## PAGE TEXT
§

LOL!!!!!!!!
I like bananas. I do. But they don't like me. At least not in quantity. If I eat more than 1 nanner a week, my heart does weird things.
Which sucks because nanners are the perfect fud.
And kids are obese because they're not out running around digging ditches & playing tag. Can't play dodgeball, someone might get hit with a ball. Can't play kickball, someone might not get chosen for the team & hurt their feelings. Can't play baseball, we're ALL winners. Can't play RedRover, someone's not going to get called. Can't play cops & robbers, someone might not get chased & hurt their feelings. Can't have metal playground equipment, gets too hot & someone might get burned. Can't have monkey bars, someone might fall & hurt themselves. Can't have swings, someone might get their neck caught & strangle. Can't play on a slide, they may fall at the end of the slide & injure their tailbone. Can't play in dirt, there's bacteria and germs. Can't play on asphalt, might fall & skin their knees. Can't play in grass, might develop asthma because of pollens.
BAH!
How in foofoo did we manage to survive as long as we did! We had dirt and rocks and sticks and metal playground equipment and asphalt blacktops and kickball/dodgeball/etc and WE WERE HAVING FUN!
cripes I sound old. :(
And, Angel - As the one person put it in Our Companions folder w/his baby foal, Dogs have masters, cats have servants, horses have financiers!

§

## MATERIAL SUPPLIED

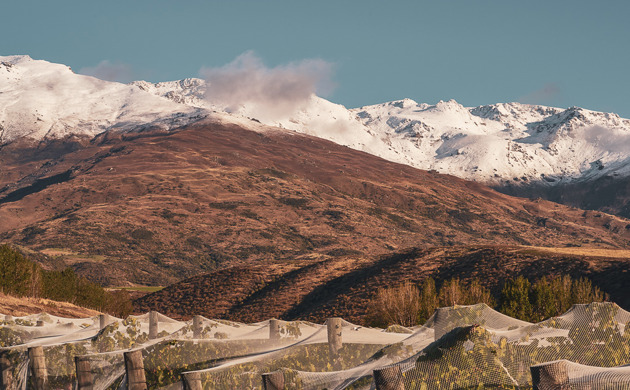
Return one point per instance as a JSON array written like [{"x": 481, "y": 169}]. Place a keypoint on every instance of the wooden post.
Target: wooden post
[
  {"x": 85, "y": 378},
  {"x": 37, "y": 363},
  {"x": 274, "y": 329},
  {"x": 153, "y": 325},
  {"x": 134, "y": 365},
  {"x": 192, "y": 381},
  {"x": 333, "y": 326},
  {"x": 197, "y": 327},
  {"x": 6, "y": 372},
  {"x": 103, "y": 320},
  {"x": 273, "y": 380},
  {"x": 552, "y": 375},
  {"x": 389, "y": 378}
]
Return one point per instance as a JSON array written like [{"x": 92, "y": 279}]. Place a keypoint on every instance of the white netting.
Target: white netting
[
  {"x": 565, "y": 374},
  {"x": 464, "y": 347}
]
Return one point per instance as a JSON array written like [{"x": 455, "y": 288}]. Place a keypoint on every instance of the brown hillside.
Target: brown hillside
[
  {"x": 343, "y": 287},
  {"x": 19, "y": 307},
  {"x": 153, "y": 208}
]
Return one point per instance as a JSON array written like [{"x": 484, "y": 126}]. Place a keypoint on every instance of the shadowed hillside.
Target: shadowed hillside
[
  {"x": 344, "y": 286},
  {"x": 153, "y": 208}
]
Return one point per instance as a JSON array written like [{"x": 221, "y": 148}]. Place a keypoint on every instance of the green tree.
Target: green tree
[
  {"x": 428, "y": 300},
  {"x": 543, "y": 300},
  {"x": 16, "y": 272},
  {"x": 515, "y": 299}
]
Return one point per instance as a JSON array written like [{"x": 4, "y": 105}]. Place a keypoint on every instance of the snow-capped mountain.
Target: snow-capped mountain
[
  {"x": 499, "y": 143},
  {"x": 496, "y": 144},
  {"x": 41, "y": 100}
]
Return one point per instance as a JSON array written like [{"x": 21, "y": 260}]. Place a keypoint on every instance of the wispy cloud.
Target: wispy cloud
[
  {"x": 549, "y": 94},
  {"x": 273, "y": 92},
  {"x": 106, "y": 70}
]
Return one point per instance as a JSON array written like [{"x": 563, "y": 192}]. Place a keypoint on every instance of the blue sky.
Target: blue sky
[{"x": 560, "y": 53}]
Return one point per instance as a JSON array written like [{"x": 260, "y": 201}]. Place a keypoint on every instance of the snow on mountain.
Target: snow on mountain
[
  {"x": 42, "y": 100},
  {"x": 497, "y": 144}
]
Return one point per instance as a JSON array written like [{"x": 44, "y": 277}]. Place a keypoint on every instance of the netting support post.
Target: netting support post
[
  {"x": 333, "y": 327},
  {"x": 134, "y": 366},
  {"x": 85, "y": 378},
  {"x": 197, "y": 327},
  {"x": 273, "y": 381},
  {"x": 192, "y": 381},
  {"x": 389, "y": 378},
  {"x": 37, "y": 365},
  {"x": 274, "y": 329},
  {"x": 6, "y": 372},
  {"x": 550, "y": 375},
  {"x": 153, "y": 325},
  {"x": 103, "y": 320}
]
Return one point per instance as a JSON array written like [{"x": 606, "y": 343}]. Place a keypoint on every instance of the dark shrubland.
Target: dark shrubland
[
  {"x": 410, "y": 304},
  {"x": 22, "y": 277}
]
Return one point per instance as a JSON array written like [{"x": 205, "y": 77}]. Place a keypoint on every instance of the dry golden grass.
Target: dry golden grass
[
  {"x": 581, "y": 251},
  {"x": 18, "y": 307}
]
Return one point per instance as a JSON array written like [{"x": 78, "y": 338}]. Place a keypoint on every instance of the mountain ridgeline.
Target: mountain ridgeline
[{"x": 153, "y": 184}]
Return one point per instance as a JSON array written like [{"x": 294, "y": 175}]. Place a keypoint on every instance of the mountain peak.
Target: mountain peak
[{"x": 43, "y": 100}]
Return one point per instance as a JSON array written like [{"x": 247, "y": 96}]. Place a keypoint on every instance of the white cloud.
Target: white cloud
[{"x": 273, "y": 93}]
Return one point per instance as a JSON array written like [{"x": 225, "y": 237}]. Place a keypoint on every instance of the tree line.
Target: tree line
[
  {"x": 23, "y": 277},
  {"x": 412, "y": 304}
]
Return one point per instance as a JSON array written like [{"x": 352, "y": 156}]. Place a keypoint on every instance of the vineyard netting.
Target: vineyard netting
[{"x": 461, "y": 347}]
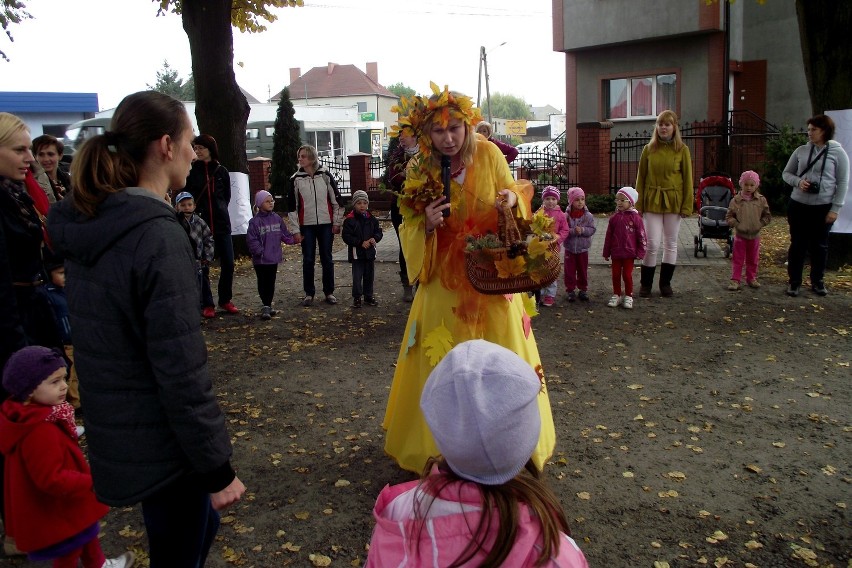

§

## INSTRUCTIONS FOR THE TASK
Copy the post starting with "How in foofoo" and going on through "WERE HAVING FUN!", renaming "rocks" as "pebbles". Work from the post alone, not from the items.

## RESPONSE BOX
How in foofoo did we manage to survive as long as we did! We had dirt and pebbles and sticks and metal playground equipment and asphalt blacktops and kickball/dodgeball/etc and WE WERE HAVING FUN!